[START]
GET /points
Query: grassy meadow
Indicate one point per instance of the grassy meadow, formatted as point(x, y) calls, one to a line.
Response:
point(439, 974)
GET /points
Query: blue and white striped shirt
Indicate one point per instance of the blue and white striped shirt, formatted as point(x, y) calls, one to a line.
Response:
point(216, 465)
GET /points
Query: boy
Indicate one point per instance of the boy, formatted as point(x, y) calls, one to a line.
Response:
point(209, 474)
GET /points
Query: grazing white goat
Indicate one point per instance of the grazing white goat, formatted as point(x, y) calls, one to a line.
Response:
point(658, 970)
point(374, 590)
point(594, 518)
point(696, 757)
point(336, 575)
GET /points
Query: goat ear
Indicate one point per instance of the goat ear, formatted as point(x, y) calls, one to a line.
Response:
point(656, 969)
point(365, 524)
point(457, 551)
[END]
[START]
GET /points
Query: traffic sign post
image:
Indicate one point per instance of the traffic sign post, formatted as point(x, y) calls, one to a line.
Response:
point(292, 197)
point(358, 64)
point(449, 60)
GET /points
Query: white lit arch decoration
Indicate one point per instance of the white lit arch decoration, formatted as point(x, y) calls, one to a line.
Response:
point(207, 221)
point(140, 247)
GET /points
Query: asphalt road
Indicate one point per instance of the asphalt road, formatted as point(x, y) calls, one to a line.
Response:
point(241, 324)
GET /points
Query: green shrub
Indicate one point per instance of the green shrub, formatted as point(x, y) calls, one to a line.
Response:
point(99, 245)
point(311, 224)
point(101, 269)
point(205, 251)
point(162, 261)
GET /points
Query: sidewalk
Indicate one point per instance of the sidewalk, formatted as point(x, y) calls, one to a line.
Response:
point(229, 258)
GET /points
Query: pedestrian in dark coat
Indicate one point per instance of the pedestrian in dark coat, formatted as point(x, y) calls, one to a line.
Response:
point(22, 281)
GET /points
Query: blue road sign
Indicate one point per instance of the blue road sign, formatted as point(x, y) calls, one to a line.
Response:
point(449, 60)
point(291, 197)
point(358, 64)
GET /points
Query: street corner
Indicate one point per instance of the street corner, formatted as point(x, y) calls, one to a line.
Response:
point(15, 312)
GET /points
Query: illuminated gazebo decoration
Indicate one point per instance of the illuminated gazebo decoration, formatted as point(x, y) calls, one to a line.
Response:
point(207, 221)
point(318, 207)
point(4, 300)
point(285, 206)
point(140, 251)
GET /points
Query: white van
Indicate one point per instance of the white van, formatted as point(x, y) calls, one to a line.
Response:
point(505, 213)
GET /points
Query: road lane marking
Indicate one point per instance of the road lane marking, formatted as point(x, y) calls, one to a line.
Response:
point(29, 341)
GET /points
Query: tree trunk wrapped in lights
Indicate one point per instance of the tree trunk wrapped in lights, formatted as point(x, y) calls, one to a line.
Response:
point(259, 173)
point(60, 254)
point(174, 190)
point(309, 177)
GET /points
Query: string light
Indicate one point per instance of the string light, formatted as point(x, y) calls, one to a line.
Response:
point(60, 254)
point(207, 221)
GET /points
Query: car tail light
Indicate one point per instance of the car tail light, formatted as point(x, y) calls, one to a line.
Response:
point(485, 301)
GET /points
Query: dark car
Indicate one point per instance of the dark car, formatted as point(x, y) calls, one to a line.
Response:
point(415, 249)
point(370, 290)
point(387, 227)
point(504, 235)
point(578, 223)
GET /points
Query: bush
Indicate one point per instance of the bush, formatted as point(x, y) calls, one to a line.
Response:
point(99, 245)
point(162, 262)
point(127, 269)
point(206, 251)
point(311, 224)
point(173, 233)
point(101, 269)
[END]
[START]
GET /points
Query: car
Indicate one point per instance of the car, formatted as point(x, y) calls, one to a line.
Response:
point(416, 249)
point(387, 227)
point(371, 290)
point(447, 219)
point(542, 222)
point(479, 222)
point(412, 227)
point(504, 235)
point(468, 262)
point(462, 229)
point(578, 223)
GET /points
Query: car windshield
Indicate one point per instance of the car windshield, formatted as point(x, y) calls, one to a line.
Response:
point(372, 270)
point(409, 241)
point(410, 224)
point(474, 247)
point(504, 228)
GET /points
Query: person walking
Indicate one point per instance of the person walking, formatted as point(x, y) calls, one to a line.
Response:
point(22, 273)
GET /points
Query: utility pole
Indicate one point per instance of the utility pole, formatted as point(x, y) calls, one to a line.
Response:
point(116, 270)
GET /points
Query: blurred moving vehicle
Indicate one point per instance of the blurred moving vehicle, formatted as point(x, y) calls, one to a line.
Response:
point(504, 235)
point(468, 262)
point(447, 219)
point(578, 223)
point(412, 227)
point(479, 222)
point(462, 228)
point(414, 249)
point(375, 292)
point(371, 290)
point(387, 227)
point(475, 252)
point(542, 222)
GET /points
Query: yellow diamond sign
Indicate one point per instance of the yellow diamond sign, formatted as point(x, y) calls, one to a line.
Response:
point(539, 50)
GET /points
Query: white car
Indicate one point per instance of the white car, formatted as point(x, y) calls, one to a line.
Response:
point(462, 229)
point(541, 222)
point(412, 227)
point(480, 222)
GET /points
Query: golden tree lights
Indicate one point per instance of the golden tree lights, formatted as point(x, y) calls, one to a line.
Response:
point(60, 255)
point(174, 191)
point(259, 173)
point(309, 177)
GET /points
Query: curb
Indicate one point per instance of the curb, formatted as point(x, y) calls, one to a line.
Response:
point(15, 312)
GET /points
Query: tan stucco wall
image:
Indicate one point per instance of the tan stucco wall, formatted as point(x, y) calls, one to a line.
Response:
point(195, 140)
[END]
WHAT YOU WILL DO. List each line of the material that contains the string "trunk", copied in full. Case counts, so a line matches only if its letters are in the same case as the string.

REPLY.
Query: tree trunk wrapped in lights
Indicate one point per instance of the tree trunk wrapped in lights, formatted as point(x, y) calls, one to a line.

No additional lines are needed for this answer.